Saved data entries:
— START —

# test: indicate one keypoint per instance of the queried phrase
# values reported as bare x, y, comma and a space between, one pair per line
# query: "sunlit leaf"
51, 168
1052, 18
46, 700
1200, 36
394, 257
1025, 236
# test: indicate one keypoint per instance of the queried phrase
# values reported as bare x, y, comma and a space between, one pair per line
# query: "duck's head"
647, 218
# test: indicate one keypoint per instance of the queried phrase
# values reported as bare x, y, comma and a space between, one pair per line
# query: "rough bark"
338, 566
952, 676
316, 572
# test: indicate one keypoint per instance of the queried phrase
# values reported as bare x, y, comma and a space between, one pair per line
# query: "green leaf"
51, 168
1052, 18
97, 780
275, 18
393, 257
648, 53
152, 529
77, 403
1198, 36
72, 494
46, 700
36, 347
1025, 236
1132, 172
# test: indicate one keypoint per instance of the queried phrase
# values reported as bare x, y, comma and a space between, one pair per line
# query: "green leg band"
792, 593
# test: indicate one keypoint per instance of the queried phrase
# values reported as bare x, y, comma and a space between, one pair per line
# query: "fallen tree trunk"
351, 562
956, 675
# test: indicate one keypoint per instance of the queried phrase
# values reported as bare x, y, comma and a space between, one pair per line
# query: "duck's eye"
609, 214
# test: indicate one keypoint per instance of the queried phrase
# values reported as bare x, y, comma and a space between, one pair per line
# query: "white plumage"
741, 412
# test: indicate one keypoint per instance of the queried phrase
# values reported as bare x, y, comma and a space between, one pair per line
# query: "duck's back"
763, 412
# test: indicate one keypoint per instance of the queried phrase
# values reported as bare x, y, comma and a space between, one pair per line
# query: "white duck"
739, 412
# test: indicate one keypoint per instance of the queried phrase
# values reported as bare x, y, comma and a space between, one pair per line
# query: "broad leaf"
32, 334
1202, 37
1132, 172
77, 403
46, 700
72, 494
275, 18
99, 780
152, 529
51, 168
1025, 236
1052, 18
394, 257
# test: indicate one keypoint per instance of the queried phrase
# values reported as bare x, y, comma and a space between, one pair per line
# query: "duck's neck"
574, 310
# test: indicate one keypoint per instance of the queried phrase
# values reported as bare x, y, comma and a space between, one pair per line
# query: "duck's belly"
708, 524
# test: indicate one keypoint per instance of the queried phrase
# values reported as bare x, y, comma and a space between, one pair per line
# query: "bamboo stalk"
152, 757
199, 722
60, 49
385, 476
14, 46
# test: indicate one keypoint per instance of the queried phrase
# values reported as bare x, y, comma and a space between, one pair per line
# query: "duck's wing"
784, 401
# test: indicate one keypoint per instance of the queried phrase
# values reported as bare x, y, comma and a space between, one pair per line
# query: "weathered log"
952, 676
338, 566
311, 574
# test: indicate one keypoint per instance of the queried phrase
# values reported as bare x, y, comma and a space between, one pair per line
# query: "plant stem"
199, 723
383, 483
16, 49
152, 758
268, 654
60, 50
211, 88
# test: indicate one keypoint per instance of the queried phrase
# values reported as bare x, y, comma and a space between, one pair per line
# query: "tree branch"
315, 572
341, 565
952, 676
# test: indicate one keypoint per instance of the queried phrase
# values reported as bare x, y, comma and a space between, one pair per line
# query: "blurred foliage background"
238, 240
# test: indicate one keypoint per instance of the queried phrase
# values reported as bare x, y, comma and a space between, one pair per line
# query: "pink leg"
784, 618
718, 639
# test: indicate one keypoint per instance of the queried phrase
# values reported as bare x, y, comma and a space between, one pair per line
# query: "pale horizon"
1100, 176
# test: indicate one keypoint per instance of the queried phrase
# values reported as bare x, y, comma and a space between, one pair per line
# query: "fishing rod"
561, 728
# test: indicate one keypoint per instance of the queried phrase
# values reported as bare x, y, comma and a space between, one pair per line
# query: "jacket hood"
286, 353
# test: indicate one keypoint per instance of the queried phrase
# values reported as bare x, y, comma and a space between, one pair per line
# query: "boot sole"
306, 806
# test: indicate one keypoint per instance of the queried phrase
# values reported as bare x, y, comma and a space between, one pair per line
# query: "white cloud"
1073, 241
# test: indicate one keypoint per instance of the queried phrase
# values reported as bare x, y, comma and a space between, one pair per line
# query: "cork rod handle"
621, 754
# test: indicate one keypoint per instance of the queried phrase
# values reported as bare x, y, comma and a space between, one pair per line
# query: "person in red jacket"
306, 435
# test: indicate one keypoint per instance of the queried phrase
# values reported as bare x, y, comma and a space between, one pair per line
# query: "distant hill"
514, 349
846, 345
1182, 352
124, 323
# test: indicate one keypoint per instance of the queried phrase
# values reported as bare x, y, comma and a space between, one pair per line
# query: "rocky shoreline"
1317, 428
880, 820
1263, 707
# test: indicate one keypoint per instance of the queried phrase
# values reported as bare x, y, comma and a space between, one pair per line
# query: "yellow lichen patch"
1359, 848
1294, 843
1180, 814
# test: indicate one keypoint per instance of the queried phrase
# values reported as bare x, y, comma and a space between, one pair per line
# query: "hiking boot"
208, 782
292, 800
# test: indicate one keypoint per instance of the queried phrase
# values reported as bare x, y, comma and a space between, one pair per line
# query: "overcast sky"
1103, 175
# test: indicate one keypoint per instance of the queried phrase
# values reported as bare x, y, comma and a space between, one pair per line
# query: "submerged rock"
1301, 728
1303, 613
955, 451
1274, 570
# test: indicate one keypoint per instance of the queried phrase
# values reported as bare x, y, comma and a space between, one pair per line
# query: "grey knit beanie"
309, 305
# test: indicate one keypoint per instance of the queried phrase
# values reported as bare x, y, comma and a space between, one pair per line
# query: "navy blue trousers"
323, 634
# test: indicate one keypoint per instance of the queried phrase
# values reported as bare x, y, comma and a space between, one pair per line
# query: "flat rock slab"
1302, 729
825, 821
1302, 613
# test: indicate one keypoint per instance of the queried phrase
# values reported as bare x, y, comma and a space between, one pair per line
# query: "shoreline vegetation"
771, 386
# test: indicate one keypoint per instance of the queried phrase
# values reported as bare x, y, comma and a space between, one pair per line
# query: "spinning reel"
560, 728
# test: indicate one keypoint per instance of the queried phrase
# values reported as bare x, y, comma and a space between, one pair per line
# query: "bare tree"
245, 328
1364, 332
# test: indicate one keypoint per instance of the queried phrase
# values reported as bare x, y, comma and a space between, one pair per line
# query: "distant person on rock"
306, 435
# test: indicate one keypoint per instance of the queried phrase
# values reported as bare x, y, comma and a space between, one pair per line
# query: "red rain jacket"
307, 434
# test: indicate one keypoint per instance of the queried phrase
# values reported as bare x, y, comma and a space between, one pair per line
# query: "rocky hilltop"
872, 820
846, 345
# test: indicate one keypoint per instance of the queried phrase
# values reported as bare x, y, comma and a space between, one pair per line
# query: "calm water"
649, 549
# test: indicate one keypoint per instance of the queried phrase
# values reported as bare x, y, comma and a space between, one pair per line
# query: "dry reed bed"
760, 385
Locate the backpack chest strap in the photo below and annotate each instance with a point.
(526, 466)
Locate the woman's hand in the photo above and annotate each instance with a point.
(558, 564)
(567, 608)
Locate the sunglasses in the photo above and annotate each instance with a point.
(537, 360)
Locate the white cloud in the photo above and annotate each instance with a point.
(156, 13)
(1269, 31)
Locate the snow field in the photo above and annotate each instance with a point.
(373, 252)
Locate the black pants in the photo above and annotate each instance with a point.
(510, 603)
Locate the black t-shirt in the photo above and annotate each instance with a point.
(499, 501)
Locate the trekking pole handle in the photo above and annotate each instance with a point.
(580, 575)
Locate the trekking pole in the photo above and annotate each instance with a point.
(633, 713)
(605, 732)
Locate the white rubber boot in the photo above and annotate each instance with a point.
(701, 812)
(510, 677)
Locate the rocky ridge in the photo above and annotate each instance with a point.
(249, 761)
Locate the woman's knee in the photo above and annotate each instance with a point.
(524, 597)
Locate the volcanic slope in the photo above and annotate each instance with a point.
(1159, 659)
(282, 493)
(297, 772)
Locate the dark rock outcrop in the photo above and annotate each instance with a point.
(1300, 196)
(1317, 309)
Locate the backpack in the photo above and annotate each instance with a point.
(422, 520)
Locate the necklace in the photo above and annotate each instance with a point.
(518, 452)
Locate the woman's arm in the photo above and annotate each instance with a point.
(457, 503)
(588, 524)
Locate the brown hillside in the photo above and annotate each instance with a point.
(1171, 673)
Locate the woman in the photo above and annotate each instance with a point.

— END —

Short task ::
Put each line of the rows from the line containing "Locate the woman's knee" through the end of the rows into a JSON list of strings, one string per line, with blank lines left out.

Solution to the exercise ::
[
  "Locate the woman's knee in the photo above and annotate each instance with a point.",
  "(524, 597)",
  "Locate the volcanic slope in the photo above and annotate each instance with a point.",
  "(1159, 659)",
  "(282, 493)",
  "(297, 772)",
  "Locate the dark rock outcrop in the photo above and annotate each instance with a point.",
  "(1300, 196)",
  "(1317, 309)",
  "Locate the backpack in the photo above and annotate each instance with a point.",
  "(422, 520)",
  "Locate the necklace in the photo above and annotate each instance with a point.",
  "(518, 452)",
  "Locate the woman's arm in the photo above and annotate each instance with a point.",
  "(457, 503)",
  "(588, 524)",
  "Locate the brown hillside in the photo above and annotate each instance with a point.",
  "(1171, 673)",
  "Locate the woman in the photo above and annotate each instance with a point."
]